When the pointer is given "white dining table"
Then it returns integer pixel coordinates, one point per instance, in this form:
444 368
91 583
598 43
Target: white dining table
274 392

^^^^

▶ _Assigned task_: The response should consist only of the lines running from the one that contains "Then it returns" through the end of the material, repeated exactly.

▶ _Expected output_:
Then it returns integer pixel coordinates, one point per instance, in this form:
444 368
91 583
598 43
Target: white dining table
274 392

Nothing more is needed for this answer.